Les mesures prises par le gouvernement Macron au cours de sa première année sont-elles en phase avec les changements constatés à l’échelle globale ? C’est la question à laquelle doit répondre une interrogation sur la première année du président français car il est trop tôt pour faire un bilan.
Dans la partie une, j’évoquais la nécessité de rendre la croissance plus autonome même dans un monde qui reste globalisé. J’expliquais la nécessité d’améliorer les innovations associées à l’investissement et de rendre le travail plus réactif. Un travail récent de Gilbert Cette et alii suggère, à partir, d’une large comparaison internationale, que la rigidité du marché du travail en France est une source de substitution entre le travail et le capital. Cela expliquerait un taux d’investissement élevé en France. Par contre les auteurs constatent que l’innovation associé à cet investissement est insuffisante et ne permet pas d’augmenter la productivité de façon satisfaisante. Une autre conclusion de ce travail est qu’une plus grande réactivité du travail peut être associée à une meilleure qualité du capital.
C’est cette équation qui est au cœur de la question de l’offre en France : il faut rendre le capital plus efficace et faciliter la réactivité du marché du travail. J’indiquais que les mesures prises sur l’investissement public ainsi que les ordonnances sur le marché du travail permettaient certainement de desserrer ces contraintes facilitant ainsi l’ajustement de l’offre.

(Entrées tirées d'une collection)
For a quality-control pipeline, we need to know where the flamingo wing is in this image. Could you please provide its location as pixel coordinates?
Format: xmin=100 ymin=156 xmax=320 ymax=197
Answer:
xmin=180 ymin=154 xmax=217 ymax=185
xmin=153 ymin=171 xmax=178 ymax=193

#### [Tâche demandée]
Reprenez, s'il vous plaît, le texte sur la première année du gouvernement Macron là où il s'arrête, et poursuivez-le.

#### [Résultat obtenu]
Il y a deux autres ruptures majeures dans l’économie mondiale auxquelles l’économie française doit répondre pour s’intégrer encore davantage: celle de la localisation de la production et celle de l’innovation.
La deuxième rupture est celle de la localisation géographique de la production
Le centre de gravité s’est déplacé en Asie au cours des années d’après crise. Ces pays ont développé une dynamique industrielle et manufacturière spectaculaire. De simples assembleurs ils sont devenus aussi concepteurs avec une qualité de production qui s’est accrue de façon rapide et efficace. Les programmes notamment en Chine (“Made in China 2025”) ont pour objectif d’accentuer cette dynamique en niveau et en qualité puisqu’une des clés du programme chinois est de créer les innovations de rupture qui seront le support de cette allure industrielle. Cela donnera une avance supplémentaire à la Chine et l’Asie. C’est une des raisons des mesures prises par Donald Trump face à la Chine.
Pourquoi ce court développement ?
Parce que les trois grandes zones qui ont forgé la croissance de l’économie mondiale depuis la seconde guerre mondiale ont, depuis une dizaine d’années, laissé la place à l’Asie. Le graphe ci-dessous est impressionnant. Il montre l’évolution de la production industrielle depuis l’avant crise de 2008. En février 2018, soit sur une période de 10 années, ces 3 grandes zones ont, au mieux, maintenu le niveau de leur production à celui de 2008. En moyenne, les trois grandes zones de la croissance mondiale d’après guerre ont eu en dix ans une contribution nulle à la hausse de l’activité industrielle mondiale. C’est une rupture historique.
Aux Etats-Unis la hausse de 2% (l’indice est passé de 100 à 102) sur 10 ans est médiocre. La production de la zone Euro baisse de 4% et celle du Japon de 11%. L’industrie 4.0, dont on parle beaucoup, se fait ailleurs que dans les grands pays développés. Le détail de la zone Euro montre que la France est en retrait de 8% et l’Allemagne en hausse de seulement 5%.
En revanche l’Asie hors Japon est à 195. Le contraste est impressionnant.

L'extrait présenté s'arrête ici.